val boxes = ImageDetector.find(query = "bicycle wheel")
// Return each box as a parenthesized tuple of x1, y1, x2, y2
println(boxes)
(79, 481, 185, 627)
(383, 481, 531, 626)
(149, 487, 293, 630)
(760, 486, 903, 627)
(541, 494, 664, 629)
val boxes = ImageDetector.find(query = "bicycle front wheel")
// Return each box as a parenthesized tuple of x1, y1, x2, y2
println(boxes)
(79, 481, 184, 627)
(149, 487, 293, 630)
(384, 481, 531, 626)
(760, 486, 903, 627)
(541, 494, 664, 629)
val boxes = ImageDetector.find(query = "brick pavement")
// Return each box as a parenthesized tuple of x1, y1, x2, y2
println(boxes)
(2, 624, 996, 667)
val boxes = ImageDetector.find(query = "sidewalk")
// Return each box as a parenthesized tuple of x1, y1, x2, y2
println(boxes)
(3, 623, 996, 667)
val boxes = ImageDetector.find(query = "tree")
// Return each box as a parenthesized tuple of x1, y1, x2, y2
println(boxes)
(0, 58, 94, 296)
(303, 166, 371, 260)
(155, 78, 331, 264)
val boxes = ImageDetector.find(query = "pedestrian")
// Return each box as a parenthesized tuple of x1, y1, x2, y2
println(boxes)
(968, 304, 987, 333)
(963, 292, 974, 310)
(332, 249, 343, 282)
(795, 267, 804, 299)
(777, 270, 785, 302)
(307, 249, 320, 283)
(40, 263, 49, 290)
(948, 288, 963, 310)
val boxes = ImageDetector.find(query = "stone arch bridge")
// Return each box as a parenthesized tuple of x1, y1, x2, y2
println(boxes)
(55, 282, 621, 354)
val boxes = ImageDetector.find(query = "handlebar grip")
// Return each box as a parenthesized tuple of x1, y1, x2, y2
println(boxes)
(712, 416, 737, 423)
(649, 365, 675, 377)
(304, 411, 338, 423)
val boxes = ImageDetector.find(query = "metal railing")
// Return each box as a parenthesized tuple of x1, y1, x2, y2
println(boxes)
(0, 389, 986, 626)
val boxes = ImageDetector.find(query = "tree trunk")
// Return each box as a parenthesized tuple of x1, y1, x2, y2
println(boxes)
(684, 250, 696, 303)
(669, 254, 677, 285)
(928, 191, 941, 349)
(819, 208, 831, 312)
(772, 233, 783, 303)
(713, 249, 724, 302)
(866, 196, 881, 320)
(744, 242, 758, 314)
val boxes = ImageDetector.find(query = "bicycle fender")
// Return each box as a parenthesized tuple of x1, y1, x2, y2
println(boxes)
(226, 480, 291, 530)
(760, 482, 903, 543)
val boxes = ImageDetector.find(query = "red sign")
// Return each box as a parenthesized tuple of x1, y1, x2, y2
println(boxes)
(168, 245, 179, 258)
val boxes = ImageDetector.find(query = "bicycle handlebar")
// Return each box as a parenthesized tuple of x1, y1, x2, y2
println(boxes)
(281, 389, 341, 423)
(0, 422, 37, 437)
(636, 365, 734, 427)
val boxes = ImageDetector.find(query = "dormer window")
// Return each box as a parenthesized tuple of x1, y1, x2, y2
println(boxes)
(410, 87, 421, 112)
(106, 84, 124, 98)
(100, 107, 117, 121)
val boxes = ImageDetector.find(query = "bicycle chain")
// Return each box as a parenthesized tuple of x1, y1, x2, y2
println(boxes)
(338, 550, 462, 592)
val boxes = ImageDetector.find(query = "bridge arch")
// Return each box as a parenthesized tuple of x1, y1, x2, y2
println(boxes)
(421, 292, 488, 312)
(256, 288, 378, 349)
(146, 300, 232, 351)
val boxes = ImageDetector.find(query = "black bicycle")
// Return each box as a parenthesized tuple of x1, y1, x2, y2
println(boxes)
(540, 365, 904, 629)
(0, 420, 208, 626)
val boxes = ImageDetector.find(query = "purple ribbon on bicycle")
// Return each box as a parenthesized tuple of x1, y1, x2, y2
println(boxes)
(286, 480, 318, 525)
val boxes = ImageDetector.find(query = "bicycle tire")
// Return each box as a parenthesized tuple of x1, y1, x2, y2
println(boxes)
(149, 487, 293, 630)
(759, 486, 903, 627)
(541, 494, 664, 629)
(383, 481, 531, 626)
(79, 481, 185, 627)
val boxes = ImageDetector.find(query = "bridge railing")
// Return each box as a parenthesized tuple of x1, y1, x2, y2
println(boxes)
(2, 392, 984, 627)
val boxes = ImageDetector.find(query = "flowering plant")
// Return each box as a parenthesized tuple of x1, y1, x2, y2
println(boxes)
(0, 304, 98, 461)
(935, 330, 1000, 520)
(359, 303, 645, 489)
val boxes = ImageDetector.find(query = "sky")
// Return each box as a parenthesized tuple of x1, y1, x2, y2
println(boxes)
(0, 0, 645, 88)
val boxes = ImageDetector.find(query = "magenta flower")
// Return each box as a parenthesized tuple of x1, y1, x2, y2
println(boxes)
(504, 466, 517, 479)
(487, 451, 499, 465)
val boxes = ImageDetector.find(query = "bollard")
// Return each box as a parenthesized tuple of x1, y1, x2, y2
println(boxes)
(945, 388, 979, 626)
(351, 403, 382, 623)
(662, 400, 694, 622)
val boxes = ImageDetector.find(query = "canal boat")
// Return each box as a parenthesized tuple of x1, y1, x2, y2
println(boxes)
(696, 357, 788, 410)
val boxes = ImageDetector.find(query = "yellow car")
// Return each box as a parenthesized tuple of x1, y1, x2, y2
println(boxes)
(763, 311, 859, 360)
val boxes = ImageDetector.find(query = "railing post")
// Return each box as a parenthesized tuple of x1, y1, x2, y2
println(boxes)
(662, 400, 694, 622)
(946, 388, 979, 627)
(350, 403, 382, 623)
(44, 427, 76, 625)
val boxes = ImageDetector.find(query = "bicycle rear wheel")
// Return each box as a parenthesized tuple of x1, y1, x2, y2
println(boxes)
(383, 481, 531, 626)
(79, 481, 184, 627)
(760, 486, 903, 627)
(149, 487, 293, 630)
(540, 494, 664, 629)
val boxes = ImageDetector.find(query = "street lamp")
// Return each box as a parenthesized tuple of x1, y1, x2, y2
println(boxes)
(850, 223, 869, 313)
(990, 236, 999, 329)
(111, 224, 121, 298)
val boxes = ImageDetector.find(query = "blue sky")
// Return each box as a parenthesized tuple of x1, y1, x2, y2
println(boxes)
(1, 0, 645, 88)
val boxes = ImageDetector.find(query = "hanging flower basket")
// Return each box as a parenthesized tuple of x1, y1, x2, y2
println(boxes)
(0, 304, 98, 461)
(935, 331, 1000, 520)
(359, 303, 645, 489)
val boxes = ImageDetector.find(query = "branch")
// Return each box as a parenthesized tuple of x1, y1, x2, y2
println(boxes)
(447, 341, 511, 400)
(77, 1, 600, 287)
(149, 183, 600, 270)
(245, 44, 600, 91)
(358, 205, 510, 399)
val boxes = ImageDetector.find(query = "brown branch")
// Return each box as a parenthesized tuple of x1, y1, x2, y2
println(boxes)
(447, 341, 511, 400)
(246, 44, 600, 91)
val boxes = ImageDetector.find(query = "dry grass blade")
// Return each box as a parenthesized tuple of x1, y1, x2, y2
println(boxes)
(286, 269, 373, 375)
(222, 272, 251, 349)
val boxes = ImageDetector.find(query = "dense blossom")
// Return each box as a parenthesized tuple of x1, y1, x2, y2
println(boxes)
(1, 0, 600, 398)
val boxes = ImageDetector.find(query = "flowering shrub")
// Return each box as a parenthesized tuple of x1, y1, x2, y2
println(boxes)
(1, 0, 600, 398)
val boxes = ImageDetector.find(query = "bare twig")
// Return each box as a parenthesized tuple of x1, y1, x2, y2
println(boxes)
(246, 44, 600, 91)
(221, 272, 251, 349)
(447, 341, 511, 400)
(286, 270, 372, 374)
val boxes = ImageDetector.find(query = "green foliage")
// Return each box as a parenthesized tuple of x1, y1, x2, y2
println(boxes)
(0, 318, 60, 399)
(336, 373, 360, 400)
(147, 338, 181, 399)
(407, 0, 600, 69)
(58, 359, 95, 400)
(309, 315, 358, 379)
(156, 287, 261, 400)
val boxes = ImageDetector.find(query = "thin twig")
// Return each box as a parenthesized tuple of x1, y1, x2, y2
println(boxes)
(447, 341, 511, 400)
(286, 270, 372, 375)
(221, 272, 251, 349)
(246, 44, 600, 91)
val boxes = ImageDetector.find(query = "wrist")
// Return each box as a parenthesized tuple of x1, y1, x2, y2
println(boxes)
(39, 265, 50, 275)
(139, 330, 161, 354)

§ Problem description:
The lines you need are those holding the word "flowering"; copy each of them from the material above.

§ Result of this task:
val boxes = ImageDetector.find(query = "flowering plant")
val boxes = ImageDetector.find(query = "flowering shrub")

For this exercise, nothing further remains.